Your reply should be an exact copy of the lines from the one that holds "[point] every instance of the woman's arm" to the end of the data below.
Provided records Start Marker
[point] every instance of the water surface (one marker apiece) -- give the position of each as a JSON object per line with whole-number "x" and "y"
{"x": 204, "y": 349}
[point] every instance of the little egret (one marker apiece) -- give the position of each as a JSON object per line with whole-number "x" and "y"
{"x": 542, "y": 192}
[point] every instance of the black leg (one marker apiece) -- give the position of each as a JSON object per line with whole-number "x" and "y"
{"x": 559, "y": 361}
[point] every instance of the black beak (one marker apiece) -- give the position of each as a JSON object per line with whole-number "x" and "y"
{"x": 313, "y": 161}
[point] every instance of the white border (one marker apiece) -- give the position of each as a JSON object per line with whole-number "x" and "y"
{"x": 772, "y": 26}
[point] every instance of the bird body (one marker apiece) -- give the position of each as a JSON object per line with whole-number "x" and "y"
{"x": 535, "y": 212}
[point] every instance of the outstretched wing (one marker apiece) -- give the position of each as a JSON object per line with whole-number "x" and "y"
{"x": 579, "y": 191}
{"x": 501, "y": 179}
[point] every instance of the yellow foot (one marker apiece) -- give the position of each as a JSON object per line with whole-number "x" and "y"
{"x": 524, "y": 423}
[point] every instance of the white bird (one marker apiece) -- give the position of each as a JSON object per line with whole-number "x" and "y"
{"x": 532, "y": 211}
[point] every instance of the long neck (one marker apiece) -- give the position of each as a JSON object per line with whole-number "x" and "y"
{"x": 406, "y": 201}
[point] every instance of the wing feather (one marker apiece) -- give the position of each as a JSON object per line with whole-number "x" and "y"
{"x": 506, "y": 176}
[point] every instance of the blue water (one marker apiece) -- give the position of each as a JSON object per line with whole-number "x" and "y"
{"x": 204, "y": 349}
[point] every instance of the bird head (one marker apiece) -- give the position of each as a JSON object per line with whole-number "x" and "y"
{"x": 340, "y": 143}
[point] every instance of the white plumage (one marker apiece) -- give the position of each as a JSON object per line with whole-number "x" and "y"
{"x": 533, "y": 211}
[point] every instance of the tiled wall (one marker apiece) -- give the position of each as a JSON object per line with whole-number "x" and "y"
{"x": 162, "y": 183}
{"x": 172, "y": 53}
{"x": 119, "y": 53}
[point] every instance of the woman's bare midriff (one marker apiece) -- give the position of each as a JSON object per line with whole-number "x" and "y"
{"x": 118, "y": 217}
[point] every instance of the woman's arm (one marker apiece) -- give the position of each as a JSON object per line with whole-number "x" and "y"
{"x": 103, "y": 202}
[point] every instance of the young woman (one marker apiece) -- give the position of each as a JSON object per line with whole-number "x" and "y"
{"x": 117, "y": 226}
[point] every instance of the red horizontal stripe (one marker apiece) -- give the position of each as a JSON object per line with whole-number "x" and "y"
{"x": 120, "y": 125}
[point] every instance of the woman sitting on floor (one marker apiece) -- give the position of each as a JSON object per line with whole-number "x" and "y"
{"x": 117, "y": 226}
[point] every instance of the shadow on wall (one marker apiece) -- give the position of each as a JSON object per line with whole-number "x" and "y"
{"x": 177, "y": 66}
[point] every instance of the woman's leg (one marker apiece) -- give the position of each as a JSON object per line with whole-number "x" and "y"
Provided records End Marker
- Task solution -
[point] every instance of the woman's arm (one marker apiece) -- give the position of each as a JSON object per line with whole-number "x" and "y"
{"x": 103, "y": 202}
[point] every instance of the young woman (one marker apiece) -- give the position of each as a JSON object per line with whole-number "x" and "y"
{"x": 117, "y": 226}
[point] every instance of the red horizontal stripe (one marker apiece) -- give the position of each as a JSON object per line with whole-number "x" and "y"
{"x": 120, "y": 125}
[point] every instance of the woman sitting on floor (one marker apiece) -- give the position of each as a JSON object per line with whole-number "x" and "y"
{"x": 117, "y": 226}
[point] every instance of the shadow on wall (one marker apiece) -- give the position of each as a JSON object per line with whole-number "x" and "y"
{"x": 177, "y": 66}
[point] every instance of the woman's leg (one marker apiece) -- give the position of each as a JSON object per line with whole-number "x" and "y"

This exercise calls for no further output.